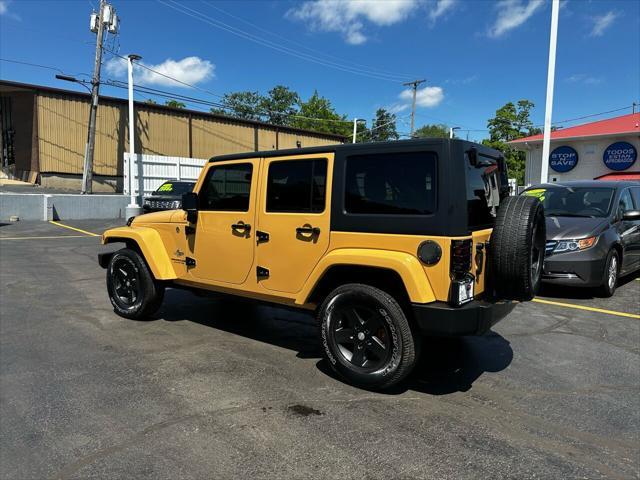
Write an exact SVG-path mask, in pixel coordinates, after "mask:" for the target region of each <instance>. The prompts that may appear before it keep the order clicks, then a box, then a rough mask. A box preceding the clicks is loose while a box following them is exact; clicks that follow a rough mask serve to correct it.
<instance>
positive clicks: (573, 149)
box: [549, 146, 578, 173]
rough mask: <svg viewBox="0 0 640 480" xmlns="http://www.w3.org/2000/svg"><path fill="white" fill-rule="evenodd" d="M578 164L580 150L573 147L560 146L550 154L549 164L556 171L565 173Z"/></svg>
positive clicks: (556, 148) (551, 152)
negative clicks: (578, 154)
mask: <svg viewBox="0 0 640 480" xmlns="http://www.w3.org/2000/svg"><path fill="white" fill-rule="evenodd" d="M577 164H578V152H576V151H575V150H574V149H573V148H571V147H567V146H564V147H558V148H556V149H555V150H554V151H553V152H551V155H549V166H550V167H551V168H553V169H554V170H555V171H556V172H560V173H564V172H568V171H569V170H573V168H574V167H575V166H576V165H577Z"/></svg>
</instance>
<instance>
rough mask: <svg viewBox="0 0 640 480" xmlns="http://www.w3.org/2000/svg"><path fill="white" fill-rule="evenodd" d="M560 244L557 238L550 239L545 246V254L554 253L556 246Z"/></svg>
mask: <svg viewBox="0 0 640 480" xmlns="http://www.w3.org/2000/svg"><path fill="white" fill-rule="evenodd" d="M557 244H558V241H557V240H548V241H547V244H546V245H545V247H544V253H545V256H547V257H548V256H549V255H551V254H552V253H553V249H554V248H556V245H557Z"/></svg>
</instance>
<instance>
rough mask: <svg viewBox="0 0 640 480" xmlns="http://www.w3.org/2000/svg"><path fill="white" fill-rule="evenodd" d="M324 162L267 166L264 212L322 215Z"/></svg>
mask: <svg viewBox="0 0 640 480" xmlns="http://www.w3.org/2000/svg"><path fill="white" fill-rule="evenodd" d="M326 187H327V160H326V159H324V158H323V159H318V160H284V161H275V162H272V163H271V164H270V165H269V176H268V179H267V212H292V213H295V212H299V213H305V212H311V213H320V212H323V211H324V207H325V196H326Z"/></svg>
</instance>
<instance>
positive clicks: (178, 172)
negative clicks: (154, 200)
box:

→ Exercise description
From the first line to the last, give the data again exactly, but without pictures.

→ Output of the task
Write an exact SVG-path mask, in pixel coordinates, after "mask:" for the target region of each <instance>. The prompts that may appear before it keep the order clicks, then a box, then a rough mask. A box preceding the clicks is loose while a box following them is exact; clicks that follow a rough mask serve to correct it.
<instance>
positive clicks: (573, 149)
box: [549, 146, 578, 173]
rough mask: <svg viewBox="0 0 640 480" xmlns="http://www.w3.org/2000/svg"><path fill="white" fill-rule="evenodd" d="M578 164L580 150L573 147L560 146L550 154L549 164L556 171L565 173Z"/></svg>
positive clicks: (556, 148) (551, 152)
negative clicks: (578, 154)
mask: <svg viewBox="0 0 640 480" xmlns="http://www.w3.org/2000/svg"><path fill="white" fill-rule="evenodd" d="M577 164H578V152H576V151H575V150H574V149H573V148H571V147H567V146H564V147H558V148H556V149H555V150H554V151H553V152H551V155H549V166H550V167H551V168H553V169H554V170H555V171H556V172H560V173H564V172H568V171H569V170H573V168H574V167H575V166H576V165H577Z"/></svg>
</instance>
<instance>
rough mask: <svg viewBox="0 0 640 480" xmlns="http://www.w3.org/2000/svg"><path fill="white" fill-rule="evenodd" d="M560 244L557 238L550 239L545 246V254L554 253L556 246Z"/></svg>
mask: <svg viewBox="0 0 640 480" xmlns="http://www.w3.org/2000/svg"><path fill="white" fill-rule="evenodd" d="M557 244H558V241H557V240H548V241H547V244H546V245H545V247H544V253H545V256H547V257H548V256H549V255H551V254H552V253H553V249H554V248H556V245H557Z"/></svg>
</instance>
<instance>
rough mask: <svg viewBox="0 0 640 480" xmlns="http://www.w3.org/2000/svg"><path fill="white" fill-rule="evenodd" d="M324 162L267 166L264 212L322 215Z"/></svg>
mask: <svg viewBox="0 0 640 480" xmlns="http://www.w3.org/2000/svg"><path fill="white" fill-rule="evenodd" d="M326 187H327V160H326V159H324V158H323V159H318V160H284V161H275V162H272V163H271V164H270V165H269V176H268V179H267V212H292V213H295V212H299V213H305V212H311V213H320V212H323V211H324V207H325V196H326Z"/></svg>
</instance>
<instance>
positive clicks: (178, 172)
negative clicks: (154, 200)
box:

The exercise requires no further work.